En toute objectivité, je peux dire que la société ne se porte pas bien. Je n’ai pas de chiffres pour illustrer cela. Mais il y a quatre ans, je suis allé à Banfora et je suis allé voir mon ancienne société. J’ai vu l’aspect des champs. Les champs n’étaient pas verdoyants comme on avait l’habitude de les voir à notre époque. J’ai donc tout de suite décelé qu’il y avait un problème au niveau de l’arrosage des cannes. C’est-à-dire que l’irrigation ne devait pas bien fonctionner. Je suis allé à l’usine, j’ai constaté deux choses. Le vieillissement de l’usine était tout à fait visible. Et plus grave que cela, j’ai vu un stock important de sucre dans la cour sous des bâches. J’ai interrogé certains ouvriers pour comprendre la raison pour laquelle une quantité aussi importante de sucre était stockée dehors sous des bâches, parce que ce n’est pas normal. D’abord le sucre est habituellement stocké en magasin.
En outre, il est destiné à la vente et non pour être stocké. Et si le sucre est stocké comme cela dans la cour, c’est qu’il y a un problème. Si je me réfère à ce que disaient les anciens ouvriers de la société avec lesquels j’ai gardé le contact, ils se plaignaient beaucoup. Ils disaient que les salaires n’étaient pas régulièrement payés et qu’il y avait trop de vols. Il y avait un ensemble de pratiques de ce genre qui n’étaient pas orthodoxes. Les ouvriers faisaient ces reproches à leur hiérarchie. C’est ce que j’ai appris. Je n’ai pas de chiffres, mais quand des ouvriers commencent à parler de la sorte de leur société, c’est qu’il y a un problème. Je peux ainsi résumer, en disant que sur la base de ce que moi-même j’ai vu et entendu, la société ne devait pas bien se porter.

################

## [Explorer le contenu]
1 > D'après l'extrait, où se trouvait le stock de sucre aperçu lors de la visite à l'usine ?
2 > Dans l'extrait, relevez ce qui a été observé lors de la visite à Banfora : l'aspect des champs, puis les deux choses constatées à l'usine.
Appuyez-vous uniquement sur l'extrait pour répondre.

(Données recueillies)
################

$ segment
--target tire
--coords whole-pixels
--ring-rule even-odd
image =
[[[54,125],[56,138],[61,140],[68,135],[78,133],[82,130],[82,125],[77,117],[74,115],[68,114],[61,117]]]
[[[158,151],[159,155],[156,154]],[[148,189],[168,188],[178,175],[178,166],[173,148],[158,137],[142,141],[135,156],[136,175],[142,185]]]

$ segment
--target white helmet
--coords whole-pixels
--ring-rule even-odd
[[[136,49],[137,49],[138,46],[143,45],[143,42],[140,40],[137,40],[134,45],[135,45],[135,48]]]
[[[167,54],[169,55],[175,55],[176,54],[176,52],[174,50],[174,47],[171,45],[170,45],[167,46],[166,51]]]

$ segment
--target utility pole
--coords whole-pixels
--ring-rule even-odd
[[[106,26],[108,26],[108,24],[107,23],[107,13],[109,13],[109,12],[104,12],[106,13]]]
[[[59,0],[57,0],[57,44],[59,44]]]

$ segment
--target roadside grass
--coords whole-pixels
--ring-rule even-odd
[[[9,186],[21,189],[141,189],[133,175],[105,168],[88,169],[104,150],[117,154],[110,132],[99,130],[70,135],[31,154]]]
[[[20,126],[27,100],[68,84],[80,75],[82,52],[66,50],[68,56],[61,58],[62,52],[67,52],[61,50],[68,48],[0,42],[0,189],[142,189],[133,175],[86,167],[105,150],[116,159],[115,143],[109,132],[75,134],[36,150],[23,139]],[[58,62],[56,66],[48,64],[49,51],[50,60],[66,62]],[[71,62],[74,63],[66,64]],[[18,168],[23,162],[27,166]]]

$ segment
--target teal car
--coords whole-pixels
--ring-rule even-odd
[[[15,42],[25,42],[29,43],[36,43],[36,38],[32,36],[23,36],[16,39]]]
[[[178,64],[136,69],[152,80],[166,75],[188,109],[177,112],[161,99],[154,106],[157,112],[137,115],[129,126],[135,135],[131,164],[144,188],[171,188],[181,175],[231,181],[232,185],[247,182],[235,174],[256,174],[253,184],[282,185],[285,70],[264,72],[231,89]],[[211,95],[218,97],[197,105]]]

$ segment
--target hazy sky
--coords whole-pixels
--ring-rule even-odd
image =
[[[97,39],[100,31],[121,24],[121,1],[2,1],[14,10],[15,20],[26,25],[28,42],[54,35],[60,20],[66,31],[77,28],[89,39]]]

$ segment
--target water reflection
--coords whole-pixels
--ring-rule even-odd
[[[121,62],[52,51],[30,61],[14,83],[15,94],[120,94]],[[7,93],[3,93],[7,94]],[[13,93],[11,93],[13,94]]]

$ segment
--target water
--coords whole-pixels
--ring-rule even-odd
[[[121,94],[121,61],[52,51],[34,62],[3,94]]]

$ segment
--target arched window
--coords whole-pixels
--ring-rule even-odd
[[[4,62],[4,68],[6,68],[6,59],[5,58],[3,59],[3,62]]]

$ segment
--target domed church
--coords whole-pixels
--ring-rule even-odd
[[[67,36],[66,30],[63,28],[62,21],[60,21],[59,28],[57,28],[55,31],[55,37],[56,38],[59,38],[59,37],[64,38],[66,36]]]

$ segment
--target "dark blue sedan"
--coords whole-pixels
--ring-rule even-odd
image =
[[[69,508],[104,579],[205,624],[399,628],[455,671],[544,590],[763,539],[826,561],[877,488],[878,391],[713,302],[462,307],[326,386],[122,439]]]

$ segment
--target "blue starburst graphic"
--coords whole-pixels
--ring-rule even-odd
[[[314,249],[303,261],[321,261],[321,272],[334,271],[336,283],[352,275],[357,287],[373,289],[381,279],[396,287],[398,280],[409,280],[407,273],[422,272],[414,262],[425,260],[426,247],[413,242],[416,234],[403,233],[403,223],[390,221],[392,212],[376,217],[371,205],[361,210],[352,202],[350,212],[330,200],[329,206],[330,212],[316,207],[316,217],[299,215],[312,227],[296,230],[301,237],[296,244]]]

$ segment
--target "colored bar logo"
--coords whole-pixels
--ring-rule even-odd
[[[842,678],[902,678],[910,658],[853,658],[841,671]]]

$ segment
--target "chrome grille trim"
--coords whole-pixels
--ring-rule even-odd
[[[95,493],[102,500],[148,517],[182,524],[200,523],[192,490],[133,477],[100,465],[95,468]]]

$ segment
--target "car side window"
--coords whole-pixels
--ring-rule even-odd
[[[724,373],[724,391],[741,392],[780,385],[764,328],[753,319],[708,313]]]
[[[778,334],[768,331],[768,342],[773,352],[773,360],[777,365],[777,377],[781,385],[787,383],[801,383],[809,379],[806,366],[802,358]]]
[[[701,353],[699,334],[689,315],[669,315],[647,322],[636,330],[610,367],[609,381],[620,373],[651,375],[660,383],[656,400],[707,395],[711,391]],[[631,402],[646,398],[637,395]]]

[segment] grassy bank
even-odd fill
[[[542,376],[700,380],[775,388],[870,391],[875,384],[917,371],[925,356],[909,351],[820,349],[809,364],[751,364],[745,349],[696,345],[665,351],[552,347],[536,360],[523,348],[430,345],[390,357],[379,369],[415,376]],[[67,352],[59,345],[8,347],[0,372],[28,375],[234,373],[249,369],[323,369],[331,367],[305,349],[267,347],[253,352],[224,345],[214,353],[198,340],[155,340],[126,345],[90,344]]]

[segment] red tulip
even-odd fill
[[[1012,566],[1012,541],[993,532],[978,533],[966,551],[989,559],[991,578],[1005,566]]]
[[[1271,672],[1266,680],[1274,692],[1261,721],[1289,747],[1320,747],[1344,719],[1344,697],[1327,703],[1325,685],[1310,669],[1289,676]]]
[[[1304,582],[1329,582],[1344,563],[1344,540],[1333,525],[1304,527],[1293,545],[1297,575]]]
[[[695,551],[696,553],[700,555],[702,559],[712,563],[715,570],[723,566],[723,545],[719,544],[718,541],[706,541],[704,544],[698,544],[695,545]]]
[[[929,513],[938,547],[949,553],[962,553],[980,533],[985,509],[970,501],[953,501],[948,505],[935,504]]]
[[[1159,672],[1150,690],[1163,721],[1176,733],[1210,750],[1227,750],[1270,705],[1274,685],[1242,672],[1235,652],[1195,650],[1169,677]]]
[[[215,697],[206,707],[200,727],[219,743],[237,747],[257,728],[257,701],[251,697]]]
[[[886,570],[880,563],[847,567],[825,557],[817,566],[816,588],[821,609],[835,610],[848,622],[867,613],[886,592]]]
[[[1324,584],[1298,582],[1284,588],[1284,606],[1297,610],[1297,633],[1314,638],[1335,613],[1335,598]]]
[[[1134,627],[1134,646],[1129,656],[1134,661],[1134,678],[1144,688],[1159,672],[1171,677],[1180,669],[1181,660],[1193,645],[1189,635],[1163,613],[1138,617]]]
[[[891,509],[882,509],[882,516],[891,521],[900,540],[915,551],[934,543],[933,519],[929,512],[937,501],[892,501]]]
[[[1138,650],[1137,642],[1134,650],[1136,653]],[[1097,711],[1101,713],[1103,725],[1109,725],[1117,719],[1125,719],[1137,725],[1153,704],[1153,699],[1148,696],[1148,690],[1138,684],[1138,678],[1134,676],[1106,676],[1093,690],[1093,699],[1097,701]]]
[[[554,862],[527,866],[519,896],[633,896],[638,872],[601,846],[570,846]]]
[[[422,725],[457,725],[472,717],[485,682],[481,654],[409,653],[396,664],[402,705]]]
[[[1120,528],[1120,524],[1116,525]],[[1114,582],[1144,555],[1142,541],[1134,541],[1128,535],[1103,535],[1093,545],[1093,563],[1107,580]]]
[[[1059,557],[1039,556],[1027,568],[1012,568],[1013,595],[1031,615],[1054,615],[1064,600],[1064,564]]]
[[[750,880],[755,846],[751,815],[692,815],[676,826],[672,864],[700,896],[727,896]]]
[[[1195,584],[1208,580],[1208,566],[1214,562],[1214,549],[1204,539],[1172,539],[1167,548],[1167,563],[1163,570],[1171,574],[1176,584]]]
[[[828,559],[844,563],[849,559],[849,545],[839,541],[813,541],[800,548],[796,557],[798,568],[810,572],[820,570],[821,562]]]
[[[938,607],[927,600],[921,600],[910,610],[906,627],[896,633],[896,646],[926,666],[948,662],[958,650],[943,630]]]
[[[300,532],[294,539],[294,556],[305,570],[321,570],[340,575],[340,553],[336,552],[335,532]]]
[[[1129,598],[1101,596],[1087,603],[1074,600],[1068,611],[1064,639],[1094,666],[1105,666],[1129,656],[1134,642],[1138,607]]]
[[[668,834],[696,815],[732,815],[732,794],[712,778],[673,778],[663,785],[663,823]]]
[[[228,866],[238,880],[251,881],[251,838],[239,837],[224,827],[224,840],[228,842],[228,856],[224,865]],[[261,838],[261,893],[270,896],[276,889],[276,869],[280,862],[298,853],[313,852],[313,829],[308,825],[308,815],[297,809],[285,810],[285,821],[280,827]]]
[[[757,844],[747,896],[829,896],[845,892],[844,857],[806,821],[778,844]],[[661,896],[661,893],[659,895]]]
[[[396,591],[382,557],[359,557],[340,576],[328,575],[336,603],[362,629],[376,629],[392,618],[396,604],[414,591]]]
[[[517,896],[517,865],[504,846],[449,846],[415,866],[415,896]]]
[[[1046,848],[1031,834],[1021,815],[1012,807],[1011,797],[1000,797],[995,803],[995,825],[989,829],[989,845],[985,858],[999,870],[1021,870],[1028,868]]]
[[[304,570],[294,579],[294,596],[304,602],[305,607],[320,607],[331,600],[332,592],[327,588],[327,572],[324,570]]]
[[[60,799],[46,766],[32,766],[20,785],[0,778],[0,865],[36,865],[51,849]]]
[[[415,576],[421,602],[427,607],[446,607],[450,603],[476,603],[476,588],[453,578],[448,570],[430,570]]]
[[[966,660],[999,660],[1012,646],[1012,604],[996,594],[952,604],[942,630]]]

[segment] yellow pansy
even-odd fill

################

## [Réponses par tâche]
1 > Dehors, dans la cour, sous des bâches.

2 >
- Les champs n'étaient pas verdoyants comme à l'époque.
- Le vieillissement de l'usine était tout à fait visible.
- Un stock important de sucre se trouvait dans la cour, sous des bâches.